3

I am working with files that range between 150MB and 250MB, and I need to append a form feed (/f) character to each match found in a match collection. Currently, my regular expression for each match is this:

Regex myreg = new Regex("ABC: DEF11-1111(.*?)MORE DATA(.*?)EVEN MORE DATA(.*?)\f", RegexOptions.Singleline);

and I'd like to modify each match in the file (and then overwrite the file) to become something that could be later found with a shorter regular expression:

Regex myreg = new Regex("ABC: DEF11-1111(.*?)\f\f, RegexOptions.Singleline);

Put another way, I want to simply append a form feed character (\f) to each match that is found in my file and save it.

I see a ton of examples on stack overflow for replacing text, but not so much for larger files. Typical examples of what to do would include:

  • Using streamreader to store the entire file in a string, then do a find and replace in that string.
  • Using MatchCollection in combination with File.ReadAllText()
  • Read the file line by line and look for matches there.

The problem with the first two is that is just eats up a ton of memory, and I worry about the program being able to handle all of that. The problem with the 3rd option is that my regular expression spans over many rows, and thus will not be found in a single line. I see other posts out there as well, but they cover replacing specific strings of text rather than working with regular expressions.

What would be a good approach for me to append a form feed character to each match found in a file, and then save that file?

Edit:

Per some suggestions, I tried playing around with StreamReader.ReadLine(). Specifically, I would read a line, see if it matched my expression, and then based on that result I would write to a file. If it matched the expression, I would write to the file. If it didn't match the expression, I would just append it to a string until it did match the expression. Like this:

Regex myreg = new Regex("ABC: DEF11-1111(.?)MORE DATA(.?)EVEN MORE DATA(.*?)\f", RegexOptions.Singleline);

//For storing/comparing our match.
string line, buildingmatch, match, whatremains;
buildingmatch = "";
match = "";
whatremains = "";

//For keep track of trailing bits after our match.
int matchlength = 0;

using (StreamWriter sw = new StreamWriter(destFile))
using (StreamReader sr = new StreamReader(srcFile))
{
    //While we are still reading lines in the file...
    while ((line = sr.ReadLine()) != null)
    {
        //Keep adding lines to buildingmatch until we can match the regular expression.
        buildingmatch = buildingmatch + line + "\r\n";
        if (myreg.IsMatch(buildingmatch)
        {
            match = myreg.Match(buildingmatch).Value;
            matchlength = match.Lengh;
            
            //Make sure we are not at the end of the file.
            if (matchlength < buildingmatch.Length)
            {
                whatremains = buildingmatch.SubString(matchlength, buildingmatch.Length - matchlength);
            }
            
            sw.Write(match, + "\f\f");
            buildingmatch = whatremains;
            whatremains = "";
        }
    }
}

The problem is that this took about 55 minutes to run a roughly 150MB file. There HAS to be a better way to do this...

■ Record excerpts

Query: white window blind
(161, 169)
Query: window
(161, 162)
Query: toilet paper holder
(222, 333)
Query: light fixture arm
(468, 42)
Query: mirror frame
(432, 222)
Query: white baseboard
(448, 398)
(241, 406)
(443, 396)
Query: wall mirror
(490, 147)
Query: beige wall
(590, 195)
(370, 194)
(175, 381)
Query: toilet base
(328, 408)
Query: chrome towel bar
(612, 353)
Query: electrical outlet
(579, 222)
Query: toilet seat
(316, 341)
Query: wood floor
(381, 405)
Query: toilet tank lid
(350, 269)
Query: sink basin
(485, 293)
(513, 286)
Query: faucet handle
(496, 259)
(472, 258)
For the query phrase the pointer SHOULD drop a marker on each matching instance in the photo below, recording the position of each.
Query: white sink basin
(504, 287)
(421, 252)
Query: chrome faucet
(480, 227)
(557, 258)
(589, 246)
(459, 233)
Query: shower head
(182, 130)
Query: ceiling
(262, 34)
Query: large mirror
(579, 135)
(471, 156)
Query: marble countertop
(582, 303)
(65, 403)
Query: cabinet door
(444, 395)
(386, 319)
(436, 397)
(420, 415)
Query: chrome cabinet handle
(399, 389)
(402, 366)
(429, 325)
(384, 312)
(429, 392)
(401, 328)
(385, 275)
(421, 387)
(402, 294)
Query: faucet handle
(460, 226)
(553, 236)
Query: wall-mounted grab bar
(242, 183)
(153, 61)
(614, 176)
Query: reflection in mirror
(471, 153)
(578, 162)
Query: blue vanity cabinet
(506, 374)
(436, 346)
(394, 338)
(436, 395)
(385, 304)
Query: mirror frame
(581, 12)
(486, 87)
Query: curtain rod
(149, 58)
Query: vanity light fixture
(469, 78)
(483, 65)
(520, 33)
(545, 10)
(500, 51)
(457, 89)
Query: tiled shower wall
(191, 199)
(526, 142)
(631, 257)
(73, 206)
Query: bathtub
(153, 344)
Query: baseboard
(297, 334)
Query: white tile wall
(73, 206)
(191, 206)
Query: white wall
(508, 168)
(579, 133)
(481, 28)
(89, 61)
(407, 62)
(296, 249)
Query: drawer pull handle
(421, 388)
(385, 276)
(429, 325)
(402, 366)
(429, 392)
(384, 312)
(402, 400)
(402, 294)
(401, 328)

■ Instruction A
Rename "whatremains" to "remainder" while reproducing the forum question from "string line, buildingmatch, match, whatremains;" up to and including "sr = new StreamReader(srcFile))".
■ Instruction B
According to the forum question, how long did the StreamReader.ReadLine() approach take to run on a roughly 150MB file?
The entries aren't needed here.

■ Solution A
string line, buildingmatch, match, remainder;
buildingmatch = "";
match = "";
remainder = "";

//For keep track of trailing bits after our match.
int matchlength = 0;

using (StreamWriter sw = new StreamWriter(destFile))
using (StreamReader sr = new StreamReader(srcFile))

■ Solution B
About 55 minutes.